## Aim
Copy everything from the line containing "Mark every instance of the wing with" down to the end of the material, requests included. Multiply each coordinate in the answers by 2.25 and round to the nearest whole number, with halves going up.

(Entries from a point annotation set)
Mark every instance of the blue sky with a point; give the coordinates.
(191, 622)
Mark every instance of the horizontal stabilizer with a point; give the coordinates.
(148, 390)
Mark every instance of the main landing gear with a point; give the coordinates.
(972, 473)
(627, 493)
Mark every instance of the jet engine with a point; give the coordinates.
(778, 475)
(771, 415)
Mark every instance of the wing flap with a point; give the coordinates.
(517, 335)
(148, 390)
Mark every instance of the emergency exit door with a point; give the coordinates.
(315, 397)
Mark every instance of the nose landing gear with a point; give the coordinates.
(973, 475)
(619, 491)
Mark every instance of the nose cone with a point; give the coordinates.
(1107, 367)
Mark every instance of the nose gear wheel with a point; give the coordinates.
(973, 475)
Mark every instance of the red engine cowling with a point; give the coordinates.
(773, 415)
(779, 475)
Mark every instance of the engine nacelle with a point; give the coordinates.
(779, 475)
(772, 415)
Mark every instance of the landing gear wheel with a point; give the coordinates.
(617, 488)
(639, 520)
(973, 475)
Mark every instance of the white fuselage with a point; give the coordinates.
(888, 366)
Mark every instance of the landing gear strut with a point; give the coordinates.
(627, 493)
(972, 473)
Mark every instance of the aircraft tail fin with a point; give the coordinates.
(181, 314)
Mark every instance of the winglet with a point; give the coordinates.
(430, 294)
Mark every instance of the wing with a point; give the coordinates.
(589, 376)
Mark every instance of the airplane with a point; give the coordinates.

## Response below
Mark every instance of the wing with a point; give the coordinates.
(1325, 846)
Mark every instance of the airplane with a point; give the coordinates.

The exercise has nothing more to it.